§ Texto base
━━━━━━━━━━━━━━━━

Cuando Maykol Acosta (32) llegó a Santiago desde Caracas, en 2017, le sorprendió una cosa: lo caro que podía ser vivir en esta ciudad en donde, por ejemplo, un estudio de 27 m2 cerca de Santa Lucía costaba $280 mil mensuales. Acosta llegó a un lugar así, que compartió con un compatriota, para después mudarse al barrio Italia con una pareja. Las veces que conversaba con sus amigos repartidos por el mundo, Acosta, un arquitecto que trabaja en una constructora, reparaba en un detalle trágico y gracioso: “los valores de los arriendos en Santiago competían con los precios que mis amigos pagaban en España. Hacíamos las conversaciones y quizás había un 20% de diferencia”.

━━━━━━━━━━━━━━━━

Registros de una fuente de datos:
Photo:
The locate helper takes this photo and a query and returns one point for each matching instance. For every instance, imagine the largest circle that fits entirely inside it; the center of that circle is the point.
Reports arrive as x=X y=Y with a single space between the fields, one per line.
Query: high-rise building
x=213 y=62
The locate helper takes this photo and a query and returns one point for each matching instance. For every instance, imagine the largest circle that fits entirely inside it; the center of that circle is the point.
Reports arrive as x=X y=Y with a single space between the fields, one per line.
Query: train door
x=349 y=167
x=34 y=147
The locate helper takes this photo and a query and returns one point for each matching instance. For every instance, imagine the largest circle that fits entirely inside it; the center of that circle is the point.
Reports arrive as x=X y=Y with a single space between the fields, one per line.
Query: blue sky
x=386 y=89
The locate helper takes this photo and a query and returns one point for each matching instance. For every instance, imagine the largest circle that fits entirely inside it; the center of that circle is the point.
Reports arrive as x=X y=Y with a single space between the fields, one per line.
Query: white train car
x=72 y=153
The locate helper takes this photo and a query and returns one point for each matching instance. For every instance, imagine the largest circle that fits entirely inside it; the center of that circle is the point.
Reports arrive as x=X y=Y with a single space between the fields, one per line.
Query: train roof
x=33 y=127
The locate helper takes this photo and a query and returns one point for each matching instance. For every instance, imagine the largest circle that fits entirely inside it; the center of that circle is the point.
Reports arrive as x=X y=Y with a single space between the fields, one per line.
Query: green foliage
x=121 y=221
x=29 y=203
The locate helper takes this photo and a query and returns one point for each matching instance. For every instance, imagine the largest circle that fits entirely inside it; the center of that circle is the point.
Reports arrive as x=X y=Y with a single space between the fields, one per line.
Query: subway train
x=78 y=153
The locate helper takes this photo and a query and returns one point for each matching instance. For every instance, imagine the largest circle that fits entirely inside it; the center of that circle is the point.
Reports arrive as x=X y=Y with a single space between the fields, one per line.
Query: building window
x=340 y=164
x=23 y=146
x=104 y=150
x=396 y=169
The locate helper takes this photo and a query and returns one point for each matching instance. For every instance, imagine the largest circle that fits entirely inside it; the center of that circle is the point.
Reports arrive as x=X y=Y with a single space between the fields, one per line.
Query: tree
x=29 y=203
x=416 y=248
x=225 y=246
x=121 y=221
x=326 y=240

━━━━━━━━━━━━━━━━

§ Enunciado
Enumera todos los lugares que se mencionan en el texto base.

§ Respuesta
Santiago, Caracas, Santa Lucía, barrio Italia, España